> [WORK REQUEST]: Exactly the lines below from the line with "If you would be so good as to mark the green" through the line with "If you would be so good as to mark the khaki" must make up the answer, both ends included and pictures left out.

Extracted records
○ ○ ○ ○

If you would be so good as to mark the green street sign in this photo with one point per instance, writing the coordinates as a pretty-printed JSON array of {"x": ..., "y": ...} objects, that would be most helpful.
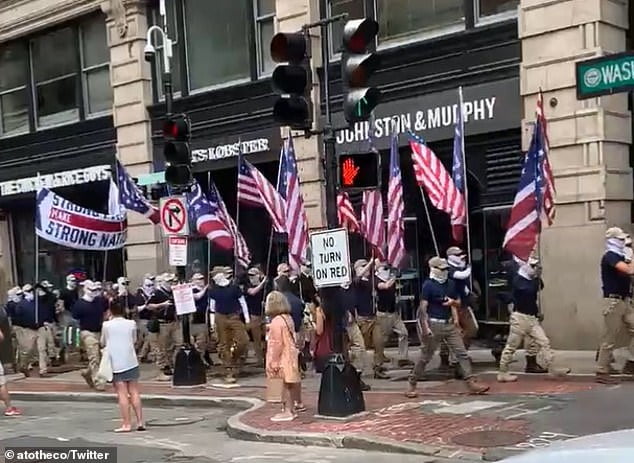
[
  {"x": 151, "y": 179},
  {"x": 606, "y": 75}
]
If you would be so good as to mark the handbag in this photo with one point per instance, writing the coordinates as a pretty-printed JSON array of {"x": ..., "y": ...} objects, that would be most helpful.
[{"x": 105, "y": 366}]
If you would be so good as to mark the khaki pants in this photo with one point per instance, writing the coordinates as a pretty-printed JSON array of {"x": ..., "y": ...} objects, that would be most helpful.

○ ○ ○ ○

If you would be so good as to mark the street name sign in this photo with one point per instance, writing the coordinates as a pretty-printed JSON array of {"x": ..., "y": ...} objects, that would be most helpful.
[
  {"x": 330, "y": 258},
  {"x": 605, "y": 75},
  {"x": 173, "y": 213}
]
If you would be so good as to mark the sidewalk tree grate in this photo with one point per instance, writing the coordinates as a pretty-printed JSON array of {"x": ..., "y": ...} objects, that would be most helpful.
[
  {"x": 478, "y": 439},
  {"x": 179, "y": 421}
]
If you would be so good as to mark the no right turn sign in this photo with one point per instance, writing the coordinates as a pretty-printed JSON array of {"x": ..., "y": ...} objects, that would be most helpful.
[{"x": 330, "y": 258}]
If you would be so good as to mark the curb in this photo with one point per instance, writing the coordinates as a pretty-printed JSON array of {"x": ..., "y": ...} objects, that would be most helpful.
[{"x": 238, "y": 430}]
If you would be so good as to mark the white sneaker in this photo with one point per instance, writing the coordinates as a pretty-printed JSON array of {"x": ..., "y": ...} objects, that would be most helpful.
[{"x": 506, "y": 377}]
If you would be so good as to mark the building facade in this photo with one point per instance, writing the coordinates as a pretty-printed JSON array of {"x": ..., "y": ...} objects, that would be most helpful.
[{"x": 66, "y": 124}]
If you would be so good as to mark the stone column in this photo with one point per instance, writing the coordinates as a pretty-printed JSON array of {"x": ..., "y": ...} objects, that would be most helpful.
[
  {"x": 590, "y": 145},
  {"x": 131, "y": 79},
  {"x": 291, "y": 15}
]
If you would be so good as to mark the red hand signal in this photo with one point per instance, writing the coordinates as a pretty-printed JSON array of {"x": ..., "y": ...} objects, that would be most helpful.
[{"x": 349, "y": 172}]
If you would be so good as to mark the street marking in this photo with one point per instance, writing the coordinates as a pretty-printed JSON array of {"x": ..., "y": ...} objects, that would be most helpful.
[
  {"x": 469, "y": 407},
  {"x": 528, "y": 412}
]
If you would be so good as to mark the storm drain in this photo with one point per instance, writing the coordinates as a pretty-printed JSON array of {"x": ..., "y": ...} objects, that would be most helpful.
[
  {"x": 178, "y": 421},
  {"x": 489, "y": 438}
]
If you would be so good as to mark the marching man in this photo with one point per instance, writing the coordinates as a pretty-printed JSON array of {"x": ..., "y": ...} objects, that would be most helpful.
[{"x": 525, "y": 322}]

○ ○ ○ ○

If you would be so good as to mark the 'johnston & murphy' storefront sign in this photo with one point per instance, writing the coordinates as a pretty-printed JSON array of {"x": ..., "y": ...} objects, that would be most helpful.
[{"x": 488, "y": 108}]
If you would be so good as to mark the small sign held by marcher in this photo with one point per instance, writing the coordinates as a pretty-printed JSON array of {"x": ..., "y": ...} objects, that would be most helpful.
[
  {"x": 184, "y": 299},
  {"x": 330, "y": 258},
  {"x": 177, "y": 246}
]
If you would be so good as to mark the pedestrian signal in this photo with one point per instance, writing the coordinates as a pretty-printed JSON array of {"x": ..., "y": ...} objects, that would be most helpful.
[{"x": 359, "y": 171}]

○ ○ ○ ○

> [SOLVED PROBLEM]:
If you would be so good as to mark the green street sign in this photo with one point per instance, writing the coordinates as a pretty-printed JSON array of {"x": ..., "y": ...} objects, that would be most helpful.
[
  {"x": 151, "y": 179},
  {"x": 606, "y": 75}
]
If you would be so good as to mark the handbag in this photo with one point per instance, writing the coordinates as a pretty-printed JSON array of {"x": ..., "y": ...} objects, that would be most helpful.
[{"x": 105, "y": 366}]
If you would be so good as to mark the khaki pants in this photo with one point per instance, writing the coordinates as a pretty-printed JSON array of {"x": ..., "y": ...} objects, that would be most helpful.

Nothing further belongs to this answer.